■ YOUR ASSIGNMENT: Please return all of the material exactly, with no line missing.

■ DATA FOR REVIEW:
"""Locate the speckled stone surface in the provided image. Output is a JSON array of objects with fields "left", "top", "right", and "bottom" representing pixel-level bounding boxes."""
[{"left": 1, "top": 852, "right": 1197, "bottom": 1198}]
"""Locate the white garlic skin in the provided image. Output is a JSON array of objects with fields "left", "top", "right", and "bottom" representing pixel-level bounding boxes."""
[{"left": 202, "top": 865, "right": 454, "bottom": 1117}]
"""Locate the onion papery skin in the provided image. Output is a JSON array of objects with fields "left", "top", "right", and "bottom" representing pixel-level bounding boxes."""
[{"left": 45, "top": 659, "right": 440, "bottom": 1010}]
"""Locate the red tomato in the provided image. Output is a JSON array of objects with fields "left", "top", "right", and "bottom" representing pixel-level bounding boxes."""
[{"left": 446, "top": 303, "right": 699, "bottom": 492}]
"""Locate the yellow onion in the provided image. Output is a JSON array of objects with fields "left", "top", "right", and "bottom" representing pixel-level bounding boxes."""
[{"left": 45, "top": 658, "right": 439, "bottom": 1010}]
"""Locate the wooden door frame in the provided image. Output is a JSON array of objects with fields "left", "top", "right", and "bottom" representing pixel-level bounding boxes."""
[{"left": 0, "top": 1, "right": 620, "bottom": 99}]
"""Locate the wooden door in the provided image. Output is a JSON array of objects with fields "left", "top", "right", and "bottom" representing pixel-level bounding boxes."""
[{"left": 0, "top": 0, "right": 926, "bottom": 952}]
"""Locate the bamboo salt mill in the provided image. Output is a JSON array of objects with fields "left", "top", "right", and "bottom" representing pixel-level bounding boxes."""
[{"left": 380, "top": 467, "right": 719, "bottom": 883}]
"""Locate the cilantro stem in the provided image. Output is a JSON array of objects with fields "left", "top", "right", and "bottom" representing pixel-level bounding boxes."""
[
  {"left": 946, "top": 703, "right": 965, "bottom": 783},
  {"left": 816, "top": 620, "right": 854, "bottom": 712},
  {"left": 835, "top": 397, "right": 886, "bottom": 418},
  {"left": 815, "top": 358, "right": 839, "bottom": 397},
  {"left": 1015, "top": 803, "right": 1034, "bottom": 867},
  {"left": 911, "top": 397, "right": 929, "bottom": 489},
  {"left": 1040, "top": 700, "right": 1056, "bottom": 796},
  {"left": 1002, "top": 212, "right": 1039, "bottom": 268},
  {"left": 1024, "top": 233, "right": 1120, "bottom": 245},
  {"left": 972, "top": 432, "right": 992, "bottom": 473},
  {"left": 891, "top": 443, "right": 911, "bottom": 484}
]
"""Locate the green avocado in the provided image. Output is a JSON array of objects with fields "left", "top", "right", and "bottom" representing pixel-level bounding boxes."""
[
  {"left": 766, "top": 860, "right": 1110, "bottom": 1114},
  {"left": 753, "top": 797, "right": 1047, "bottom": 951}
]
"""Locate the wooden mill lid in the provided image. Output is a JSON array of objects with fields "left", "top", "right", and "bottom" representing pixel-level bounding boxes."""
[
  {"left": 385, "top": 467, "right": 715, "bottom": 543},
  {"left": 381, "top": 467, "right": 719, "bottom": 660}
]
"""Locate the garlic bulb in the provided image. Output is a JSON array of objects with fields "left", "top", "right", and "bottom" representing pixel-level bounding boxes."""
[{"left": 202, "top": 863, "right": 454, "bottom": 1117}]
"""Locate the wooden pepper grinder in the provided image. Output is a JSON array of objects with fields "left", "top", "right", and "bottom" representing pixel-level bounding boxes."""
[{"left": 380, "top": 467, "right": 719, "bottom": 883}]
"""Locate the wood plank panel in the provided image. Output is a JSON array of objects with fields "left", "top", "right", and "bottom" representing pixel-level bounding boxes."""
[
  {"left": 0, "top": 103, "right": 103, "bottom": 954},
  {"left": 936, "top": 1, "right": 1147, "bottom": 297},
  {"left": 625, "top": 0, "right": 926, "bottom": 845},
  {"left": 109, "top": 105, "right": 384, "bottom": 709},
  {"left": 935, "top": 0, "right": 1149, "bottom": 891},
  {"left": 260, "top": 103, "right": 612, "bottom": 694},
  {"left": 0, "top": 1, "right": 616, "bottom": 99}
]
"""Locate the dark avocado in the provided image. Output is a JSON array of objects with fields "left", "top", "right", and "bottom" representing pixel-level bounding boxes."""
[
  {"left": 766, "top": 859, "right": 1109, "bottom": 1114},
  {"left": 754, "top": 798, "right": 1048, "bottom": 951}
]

■ RESPONSE AREA:
"""Locate the speckled stone surface in the provided image. Output is a JSON array of objects with fields "left", "top", "right", and "bottom" representing pixel-level bounding boxes."""
[{"left": 1, "top": 852, "right": 1197, "bottom": 1198}]
"""Locate the white garlic skin in the provided image. Output is a JSON array of objects with fields "left", "top", "right", and "bottom" representing pixel-level bounding boxes."""
[{"left": 202, "top": 865, "right": 454, "bottom": 1117}]
"""Locate the onion papery skin in the provided image. Output is a JSON array of objects with fields "left", "top", "right", and "bottom" representing pixel-level bounding boxes."""
[{"left": 45, "top": 659, "right": 440, "bottom": 1010}]
"""Locate the red tomato in the provided image. Output is a JSON array of objects with fields "left", "top", "right", and "bottom" representing pixel-level bounding boxes."""
[{"left": 446, "top": 303, "right": 699, "bottom": 492}]
"""Locate the yellow onion in the provided image. Output is a JSON array of objects with fields "left", "top", "right", and "bottom" representing pixel-level bounding boxes."""
[{"left": 45, "top": 658, "right": 439, "bottom": 1010}]
"""Locate the wooden door frame in the provided image. Output is a JSON array of objects with fields "left", "top", "right", and "bottom" representing pixel-level bounding boxes."""
[{"left": 0, "top": 1, "right": 620, "bottom": 99}]
"""Locate the wooden door in the provided image. Output is a JSON array of objects with fields "left", "top", "right", and "bottom" representing pixel-level bounding boxes."""
[{"left": 0, "top": 0, "right": 926, "bottom": 952}]
"""Locate the bamboo salt mill in the provided image. Output is a JSON array of objects with fields "left", "top", "right", and "bottom" representing pixel-level bounding boxes."""
[{"left": 380, "top": 467, "right": 719, "bottom": 883}]
"""Locate the cilantro stem in the provided image. Output is a JSON array of objects with fields "left", "top", "right", and "bottom" representing pixel-level bounding boxes."""
[
  {"left": 946, "top": 703, "right": 965, "bottom": 783},
  {"left": 816, "top": 620, "right": 854, "bottom": 712},
  {"left": 835, "top": 397, "right": 886, "bottom": 418},
  {"left": 815, "top": 358, "right": 839, "bottom": 397},
  {"left": 1015, "top": 803, "right": 1034, "bottom": 867},
  {"left": 911, "top": 397, "right": 929, "bottom": 489},
  {"left": 1040, "top": 700, "right": 1056, "bottom": 796},
  {"left": 1002, "top": 212, "right": 1039, "bottom": 268},
  {"left": 1024, "top": 233, "right": 1120, "bottom": 245},
  {"left": 972, "top": 432, "right": 992, "bottom": 473},
  {"left": 891, "top": 443, "right": 911, "bottom": 484}
]
"""Locate the green avocado in the provided image. Output is a JSON array of objects with fields "left", "top", "right", and "bottom" representing pixel-level bounding boxes."""
[
  {"left": 766, "top": 860, "right": 1110, "bottom": 1114},
  {"left": 753, "top": 797, "right": 1047, "bottom": 951}
]
"""Locate the wooden mill lid in the provided image. Output is a JSON array of objects with fields "left", "top", "right", and "bottom" representing pixel-level bounding boxes."""
[
  {"left": 385, "top": 467, "right": 715, "bottom": 543},
  {"left": 381, "top": 467, "right": 719, "bottom": 660}
]
"""Locate the garlic bulb in the provided image. Output is a JSON array of objects with fields "left", "top", "right", and "bottom" representing pixel-level bounding boxes."""
[{"left": 202, "top": 863, "right": 454, "bottom": 1117}]
"""Locate the wooden pepper grinder in the provided image. Output is a JSON array of objects with fields "left", "top", "right", and "bottom" representing pixel-level bounding boxes."""
[{"left": 380, "top": 467, "right": 719, "bottom": 883}]
"""Locate the wood plank panel in the provided image. Output is a JSON array of objects with fields "left", "top", "right", and "bottom" representing pixel-level bounding boxes."""
[
  {"left": 0, "top": 103, "right": 103, "bottom": 954},
  {"left": 936, "top": 1, "right": 1147, "bottom": 297},
  {"left": 625, "top": 0, "right": 926, "bottom": 845},
  {"left": 109, "top": 105, "right": 384, "bottom": 709},
  {"left": 935, "top": 0, "right": 1149, "bottom": 891},
  {"left": 260, "top": 103, "right": 612, "bottom": 694},
  {"left": 0, "top": 1, "right": 616, "bottom": 99}
]
"""Locate the dark avocado in the provided image. Output is a JSON array of objects with fields "left", "top", "right", and "bottom" representing pixel-level bounding boxes."""
[
  {"left": 766, "top": 859, "right": 1109, "bottom": 1114},
  {"left": 754, "top": 798, "right": 1048, "bottom": 951}
]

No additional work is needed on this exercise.